§ Task to carry out
The records below should be written out again, exactly.

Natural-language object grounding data
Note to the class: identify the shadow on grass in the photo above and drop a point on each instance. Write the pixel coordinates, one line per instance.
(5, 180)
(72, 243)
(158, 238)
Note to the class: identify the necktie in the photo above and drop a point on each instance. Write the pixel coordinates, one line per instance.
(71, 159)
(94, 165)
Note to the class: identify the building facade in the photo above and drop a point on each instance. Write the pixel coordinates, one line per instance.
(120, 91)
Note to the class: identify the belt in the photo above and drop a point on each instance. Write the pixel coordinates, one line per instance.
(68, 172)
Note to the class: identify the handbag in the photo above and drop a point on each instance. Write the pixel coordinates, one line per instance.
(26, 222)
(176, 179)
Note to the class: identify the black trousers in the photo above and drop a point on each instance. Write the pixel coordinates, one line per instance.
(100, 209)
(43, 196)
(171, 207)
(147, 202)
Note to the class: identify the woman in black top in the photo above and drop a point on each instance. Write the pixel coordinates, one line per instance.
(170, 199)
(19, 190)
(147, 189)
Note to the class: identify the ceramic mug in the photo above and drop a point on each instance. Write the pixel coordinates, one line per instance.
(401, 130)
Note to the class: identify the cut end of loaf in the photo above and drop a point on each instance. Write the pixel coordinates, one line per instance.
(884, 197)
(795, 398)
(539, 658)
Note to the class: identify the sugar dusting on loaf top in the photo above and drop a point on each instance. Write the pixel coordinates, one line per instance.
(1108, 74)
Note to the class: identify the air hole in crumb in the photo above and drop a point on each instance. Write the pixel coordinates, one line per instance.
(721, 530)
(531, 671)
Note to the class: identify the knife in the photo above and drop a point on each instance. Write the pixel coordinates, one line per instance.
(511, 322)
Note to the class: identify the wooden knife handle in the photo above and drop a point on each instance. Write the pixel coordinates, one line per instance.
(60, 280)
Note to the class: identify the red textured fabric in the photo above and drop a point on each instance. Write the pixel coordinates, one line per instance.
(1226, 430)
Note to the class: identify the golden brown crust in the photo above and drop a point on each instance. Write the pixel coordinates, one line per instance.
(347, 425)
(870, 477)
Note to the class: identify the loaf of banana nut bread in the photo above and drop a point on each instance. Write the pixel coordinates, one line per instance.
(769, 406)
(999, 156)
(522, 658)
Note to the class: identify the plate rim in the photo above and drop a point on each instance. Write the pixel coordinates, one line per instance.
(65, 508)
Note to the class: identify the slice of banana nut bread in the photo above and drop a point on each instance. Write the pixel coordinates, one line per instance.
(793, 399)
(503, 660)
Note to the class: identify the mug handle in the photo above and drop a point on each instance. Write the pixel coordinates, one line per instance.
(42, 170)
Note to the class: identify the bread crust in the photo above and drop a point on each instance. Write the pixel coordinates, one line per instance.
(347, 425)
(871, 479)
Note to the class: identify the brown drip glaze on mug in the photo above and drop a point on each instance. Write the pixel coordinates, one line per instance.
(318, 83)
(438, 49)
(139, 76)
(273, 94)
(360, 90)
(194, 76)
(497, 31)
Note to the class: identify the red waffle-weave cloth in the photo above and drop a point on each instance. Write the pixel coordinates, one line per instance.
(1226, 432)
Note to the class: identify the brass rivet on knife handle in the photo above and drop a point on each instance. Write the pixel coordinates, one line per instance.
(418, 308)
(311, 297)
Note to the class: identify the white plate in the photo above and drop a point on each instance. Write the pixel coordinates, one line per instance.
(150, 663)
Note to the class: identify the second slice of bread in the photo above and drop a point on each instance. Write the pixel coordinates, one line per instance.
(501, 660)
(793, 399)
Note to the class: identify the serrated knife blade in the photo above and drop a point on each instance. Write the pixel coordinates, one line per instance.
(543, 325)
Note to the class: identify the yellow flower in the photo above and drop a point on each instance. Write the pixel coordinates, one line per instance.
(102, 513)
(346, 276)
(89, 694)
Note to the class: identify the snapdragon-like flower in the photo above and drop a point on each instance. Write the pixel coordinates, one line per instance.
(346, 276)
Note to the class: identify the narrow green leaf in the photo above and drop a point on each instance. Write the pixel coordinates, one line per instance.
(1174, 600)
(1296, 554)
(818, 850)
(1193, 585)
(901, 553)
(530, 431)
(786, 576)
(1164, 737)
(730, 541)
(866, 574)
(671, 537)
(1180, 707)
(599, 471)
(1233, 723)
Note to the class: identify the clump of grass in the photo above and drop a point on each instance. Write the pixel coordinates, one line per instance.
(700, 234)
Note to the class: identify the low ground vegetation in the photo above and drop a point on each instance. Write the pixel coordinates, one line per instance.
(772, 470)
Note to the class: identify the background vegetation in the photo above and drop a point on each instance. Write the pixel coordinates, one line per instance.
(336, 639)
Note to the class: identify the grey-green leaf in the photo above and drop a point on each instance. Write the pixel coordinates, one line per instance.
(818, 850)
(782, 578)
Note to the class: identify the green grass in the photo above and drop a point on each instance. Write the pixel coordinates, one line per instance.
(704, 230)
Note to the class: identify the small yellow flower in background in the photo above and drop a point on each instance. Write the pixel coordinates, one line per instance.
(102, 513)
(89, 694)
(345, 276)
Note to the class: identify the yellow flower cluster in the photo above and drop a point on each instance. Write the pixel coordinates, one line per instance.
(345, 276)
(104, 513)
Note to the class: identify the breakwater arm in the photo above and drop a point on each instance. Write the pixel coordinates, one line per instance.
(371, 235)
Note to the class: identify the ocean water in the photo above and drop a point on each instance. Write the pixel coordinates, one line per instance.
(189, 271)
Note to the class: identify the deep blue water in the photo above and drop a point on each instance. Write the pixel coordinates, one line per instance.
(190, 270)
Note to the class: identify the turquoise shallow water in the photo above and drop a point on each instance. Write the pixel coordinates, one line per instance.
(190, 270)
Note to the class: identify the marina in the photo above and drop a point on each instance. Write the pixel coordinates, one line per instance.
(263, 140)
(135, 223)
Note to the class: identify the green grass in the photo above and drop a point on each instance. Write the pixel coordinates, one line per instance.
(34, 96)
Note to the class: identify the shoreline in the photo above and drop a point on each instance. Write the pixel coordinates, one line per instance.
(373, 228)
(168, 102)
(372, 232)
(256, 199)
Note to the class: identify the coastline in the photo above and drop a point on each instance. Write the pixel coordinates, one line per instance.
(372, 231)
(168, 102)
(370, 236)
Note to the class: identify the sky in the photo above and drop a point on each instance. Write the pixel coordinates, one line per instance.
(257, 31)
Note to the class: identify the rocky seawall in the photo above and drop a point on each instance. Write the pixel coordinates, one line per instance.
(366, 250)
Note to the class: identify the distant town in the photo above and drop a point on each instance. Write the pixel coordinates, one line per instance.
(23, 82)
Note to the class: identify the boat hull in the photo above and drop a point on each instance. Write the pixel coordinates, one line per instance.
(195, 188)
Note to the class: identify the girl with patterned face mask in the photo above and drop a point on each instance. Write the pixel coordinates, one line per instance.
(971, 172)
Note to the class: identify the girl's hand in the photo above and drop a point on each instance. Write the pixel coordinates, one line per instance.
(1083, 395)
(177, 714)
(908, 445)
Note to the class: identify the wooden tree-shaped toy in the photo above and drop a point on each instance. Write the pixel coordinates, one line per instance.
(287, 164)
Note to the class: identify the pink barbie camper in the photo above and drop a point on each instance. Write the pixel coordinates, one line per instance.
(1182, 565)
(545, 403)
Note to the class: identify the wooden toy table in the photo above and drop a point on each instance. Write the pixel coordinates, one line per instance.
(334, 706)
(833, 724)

§ Expected answer
Note to the class: identify the shadow on grass in the photo above and drop a point on each instance. Write the pixel coordinates, one line per instance.
(5, 180)
(72, 243)
(158, 238)
Note to the class: identify the necktie in the photo above and drop a point on each instance. Write the pixel coordinates, one line per instance.
(71, 159)
(94, 165)
Note to the class: identify the building facade in the photo above and drop a point on each instance. Write the pixel coordinates, one line per instance.
(120, 91)
Note to the class: identify the belt in the photo above and drop a point on each instance. Write the pixel coordinates, one line per instance.
(68, 172)
Note to the class: identify the handbag in the photo above and drop a point on each instance. Write the pixel coordinates, one line per instance.
(26, 222)
(176, 179)
Note to the class: identify the black trousers in the photo above and drop a point on each instance. Write the pixel coordinates, one line per instance.
(100, 209)
(43, 196)
(171, 207)
(147, 202)
Note to the class: identify the woman in black top in the photo above and drop a point on each instance. Write the pixel coordinates, one line per instance.
(170, 199)
(19, 190)
(147, 189)
Note to the class: identify the ceramic mug in the photo above and drop a point on each instance. Write the pixel coordinates, one line per instance.
(401, 130)
Note to the class: identify the cut end of loaf in the photo above and drop a point on each instance. Write the pixel coordinates, one line per instance.
(884, 197)
(795, 398)
(539, 658)
Note to the class: identify the sugar dusting on loaf top in the photo above and drop a point on each instance. Write the pixel coordinates, one line per instance.
(1108, 74)
Note to the class: identify the air hole in crumb in the photo above and drop a point on each instance. Write the pixel coordinates, one line per instance.
(721, 530)
(531, 671)
Note to the class: identify the knife in the photo above and drop a point on each instance. Write the pixel coordinates, one line per instance.
(511, 322)
Note to the class: identify the wooden knife handle in the photo above and drop a point on each instance. Write the pixel coordinates, one line per instance.
(60, 280)
Note to the class: identify the red textured fabric in the photo above and drop a point on each instance. Write the pixel coordinates, one line per instance.
(1226, 430)
Note to the class: identify the golden brown crust in the photo above and drop a point on each instance. Write the pixel coordinates, one line per instance.
(347, 425)
(870, 477)
Note to the class: identify the loaf of banana nut bread in the photo above and drop a point on each instance. Write the pixel coordinates, one line per instance.
(769, 406)
(999, 156)
(522, 658)
Note to the class: identify the plate rim in the photo above and drop a point on each instance. Write the pixel coordinates, one line per instance.
(65, 508)
Note to the class: identify the slice of banana nut bread in the photo above and drop a point on each instance. Write the pixel coordinates, one line per instance.
(793, 399)
(503, 660)
Note to the class: identify the mug handle in the photo above and drop a point on each instance. Write the pixel coordinates, one line per instance.
(42, 170)
Note to the class: identify the bread crust in the photo above and drop a point on each instance. Write the pixel coordinates, one line per instance.
(347, 425)
(871, 479)
Note to the class: identify the brown drip glaze on mug in the photo above and drop a point on each instance. Write the pixel coordinates, one line per instance.
(318, 83)
(438, 49)
(139, 76)
(273, 94)
(360, 90)
(194, 76)
(497, 31)
Note to the class: identify the red waffle-weave cloth in the photo above and drop a point on each instance. Write the pixel coordinates, one line per instance.
(1226, 432)
Note to the class: identify the brass rivet on knife handle in the photo above and drop a point on each instance. Write the pixel coordinates, one line per instance.
(418, 308)
(311, 297)
Note to the class: identify the white plate in the photo above and drop a point on each instance. Write the pixel coordinates, one line per instance.
(150, 663)
Note to the class: identify the second slice of bread in the photo above and drop a point on each instance. Write the pixel coordinates, one line per instance.
(501, 660)
(793, 399)
Note to the class: identify the serrated knife blade in the photo above and drop a point on each instance. Write the pixel coordinates, one line per instance.
(543, 325)
Note to the class: identify the yellow flower in the photo above and drop a point on each instance. Write the pixel coordinates, one line per instance.
(102, 513)
(346, 276)
(89, 694)
Note to the class: identify the snapdragon-like flower in the photo above and drop a point on each instance. Write the pixel coordinates, one line per instance.
(346, 276)
Note to the class: identify the narrow green leaf in the photo above and drop a point on each instance. Write the pixel coordinates, one line per instance.
(1174, 600)
(1296, 554)
(818, 850)
(1193, 585)
(901, 553)
(530, 431)
(786, 576)
(1164, 737)
(730, 541)
(866, 574)
(671, 537)
(1180, 707)
(599, 471)
(1233, 723)
Note to the class: identify the clump of grass in the photo above and drop a point on each instance. Write the pixel coordinates, one line per instance.
(700, 234)
Note to the class: identify the low ground vegetation in the photo above and drop a point on each instance. Write the pixel coordinates, one line per instance.
(772, 470)
Note to the class: identify the background vegetation in the photo above and drop a point on each instance. Write the pixel coordinates, one line per instance.
(336, 639)
Note to the class: identify the grey-green leaf in the photo above and drop a point on each instance. Write the pixel coordinates, one line per instance.
(818, 850)
(782, 578)
Note to the class: identify the green grass in the photo above and drop a point on each instance. Write the pixel coordinates, one line per instance.
(704, 230)
Note to the class: identify the small yellow flower in background in the photo above and drop a point on each instance. Write the pixel coordinates, one line per instance.
(102, 513)
(89, 694)
(345, 276)
Note to the class: identify the yellow flower cluster in the photo above and drop a point on each instance. Write the pixel coordinates, one line per instance.
(345, 276)
(104, 513)
Note to the class: identify the breakwater arm in the photo above and drop a point on each instance. Write the pixel coordinates, one line per instance.
(371, 235)
Note to the class: identify the ocean water in the photo above and drop a point on each instance. Write the pixel coordinates, one line per instance.
(189, 271)
Note to the class: identify the deep blue water in the photo above and drop a point on each instance. Write the pixel coordinates, one line per instance.
(190, 270)
Note to the class: identify the turquoise shallow water in the photo above and drop a point on each instance. Write the pixel coordinates, one line per instance.
(190, 270)
Note to the class: identify the marina in the photo above and drop a point on each instance. Write the pixel coordinates, one line per instance.
(263, 140)
(135, 223)
Note to the class: identify the green grass in the photo above and drop a point on each instance. Write the pixel coordinates, one line per instance.
(34, 96)
Note to the class: identify the shoreline in the photo above and drop a point on each instance. Write the pixel coordinates, one line per instance.
(373, 228)
(168, 102)
(372, 232)
(256, 199)
Note to the class: identify the coastline in the photo above and drop a point on each instance. Write the pixel coordinates, one line per instance.
(372, 231)
(168, 102)
(370, 236)
Note to the class: identify the sky in the photo above and drop a point on each instance. Write the pixel coordinates, one line per instance.
(257, 31)
Note to the class: identify the rocky seawall in the photo above and drop a point on each instance. Write the pixel coordinates, one line per instance.
(366, 250)
Note to the class: identify the distant town in the photo above and drop a point on each instance. Write the pixel coordinates, one line per instance.
(23, 82)
Note to the class: identify the boat hull in the photo above and drop a point on each instance. Write the pixel coordinates, one line per instance.
(195, 188)
Note to the class: identify the girl with patterned face mask in the photo above and drop a point on each instance. Write the pixel coordinates, one line per instance.
(971, 172)
Note to the class: identify the girl's hand in the photo above and drop a point on each instance. Write the pixel coordinates, one line per instance.
(1083, 395)
(177, 714)
(908, 445)
Note to the class: identify the wooden tree-shaped toy in the photo above and drop a point on each instance. Write the pixel coordinates, one line per instance.
(287, 164)
Note to the class: identify the pink barbie camper in the photo above and drop a point on each instance. Write the pixel coordinates, one line per instance.
(1182, 565)
(545, 403)
Note to the class: identify the wooden toy table in the photo above and drop a point on each instance. Write the pixel coordinates, one line per instance.
(334, 706)
(833, 724)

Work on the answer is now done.